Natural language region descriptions
* * *

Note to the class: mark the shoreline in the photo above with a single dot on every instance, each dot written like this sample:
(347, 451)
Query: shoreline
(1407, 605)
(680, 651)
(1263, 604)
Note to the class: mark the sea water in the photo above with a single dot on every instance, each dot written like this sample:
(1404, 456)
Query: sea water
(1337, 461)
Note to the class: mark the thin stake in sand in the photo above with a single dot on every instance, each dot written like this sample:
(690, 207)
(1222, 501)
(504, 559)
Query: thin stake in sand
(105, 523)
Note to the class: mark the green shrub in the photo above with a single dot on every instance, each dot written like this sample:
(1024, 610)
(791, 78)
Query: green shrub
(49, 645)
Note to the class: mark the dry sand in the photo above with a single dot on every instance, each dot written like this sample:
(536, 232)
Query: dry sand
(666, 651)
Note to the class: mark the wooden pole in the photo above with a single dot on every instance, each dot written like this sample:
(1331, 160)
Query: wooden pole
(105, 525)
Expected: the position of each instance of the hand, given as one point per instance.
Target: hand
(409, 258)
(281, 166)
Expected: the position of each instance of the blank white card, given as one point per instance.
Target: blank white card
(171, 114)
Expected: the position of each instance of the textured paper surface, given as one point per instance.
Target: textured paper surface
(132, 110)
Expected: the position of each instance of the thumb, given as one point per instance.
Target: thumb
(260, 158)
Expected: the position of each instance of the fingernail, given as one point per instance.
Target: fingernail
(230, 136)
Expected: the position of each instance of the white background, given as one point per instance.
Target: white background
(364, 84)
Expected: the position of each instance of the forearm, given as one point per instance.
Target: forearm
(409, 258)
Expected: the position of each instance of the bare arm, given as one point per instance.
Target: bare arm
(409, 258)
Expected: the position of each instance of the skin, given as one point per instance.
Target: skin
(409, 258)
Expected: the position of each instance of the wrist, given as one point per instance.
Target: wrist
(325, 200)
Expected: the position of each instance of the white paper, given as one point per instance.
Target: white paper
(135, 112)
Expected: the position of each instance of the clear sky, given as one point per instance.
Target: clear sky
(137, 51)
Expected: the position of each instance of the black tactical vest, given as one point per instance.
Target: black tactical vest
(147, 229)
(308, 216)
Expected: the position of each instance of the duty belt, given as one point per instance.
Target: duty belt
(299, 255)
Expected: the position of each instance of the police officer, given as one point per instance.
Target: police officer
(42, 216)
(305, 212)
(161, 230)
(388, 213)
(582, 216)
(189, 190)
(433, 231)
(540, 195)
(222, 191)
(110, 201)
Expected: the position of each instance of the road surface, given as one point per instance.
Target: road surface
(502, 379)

* * *

- _Action item_
Set down all the data exactly as given.

- _Solution for this exercise_
Note to the class: mark the shoreline in the photo above with a single dot on every instance, each dot written like this sample:
(347, 451)
Query: shoreline
(1407, 605)
(680, 651)
(1263, 604)
Note to the class: mark the sea water in the photo above with a single dot on every instance, each dot written like this sample:
(1404, 456)
Query: sea water
(1337, 461)
Note to the class: mark the thin stake in sand in the photo above with a single dot on every instance, each dot written like this sample:
(690, 207)
(1222, 501)
(504, 559)
Query: thin stake in sand
(105, 523)
Note to the class: mark the green shrub in the photo above with a single dot on every instance, each dot written like this sample:
(1024, 610)
(791, 78)
Query: green shrub
(49, 645)
Note to the class: mark the dry sand in the photo above with a single dot on every instance, each dot written like this sample:
(536, 232)
Query: dry sand
(666, 651)
Note to the class: mark the wooden pole in the photo above with a single dot on every instance, each dot written like this sample:
(1331, 160)
Query: wooden pole
(105, 525)
Expected: the position of each instance of the hand, given as one point per instance.
Target: hand
(409, 258)
(281, 166)
Expected: the position of each instance of the blank white card, given as one point per instance.
Target: blank white card
(171, 114)
Expected: the position of each instance of the textured paper surface, given as one point per instance.
Target: textured paper surface
(132, 110)
Expected: the position of each instance of the thumb, given as one point per instance.
Target: thumb
(260, 158)
Expected: the position of each instance of the fingernail, given as one point per instance.
Target: fingernail
(230, 136)
Expected: the position of each instance of the white background, given as one point per instance.
Target: white background
(364, 84)
Expected: the position of each instance of the forearm, given as one point per instance.
Target: forearm
(409, 258)
Expected: the position of each instance of the bare arm, given as one point per instance.
Target: bare arm
(409, 258)
Expected: the position of each instance of the skin, given as one point per instance.
Target: skin
(409, 258)
Expected: the position of each instance of the wrist, given as one point per instance.
Target: wrist
(325, 200)
Expected: the position of each instance of the white paper, given as one point per instance.
Target: white paper
(135, 112)
Expected: the position of each instance of the clear sky, given as one point per instance.
Target: clear sky
(137, 51)
Expected: the position of each instance of the black tactical vest, given as one point per instance.
Target: black tactical vest
(147, 229)
(308, 216)
Expected: the position of each instance of the duty belt, given as one point per instance.
Target: duty belt
(299, 255)
Expected: the position of each instance of the police officer, given as one point per instance.
Target: police officer
(42, 216)
(305, 212)
(161, 230)
(388, 213)
(582, 216)
(189, 190)
(433, 231)
(540, 195)
(222, 191)
(110, 201)
Expected: the position of each instance of the road surface, given as one point per instance.
Target: road surface
(502, 379)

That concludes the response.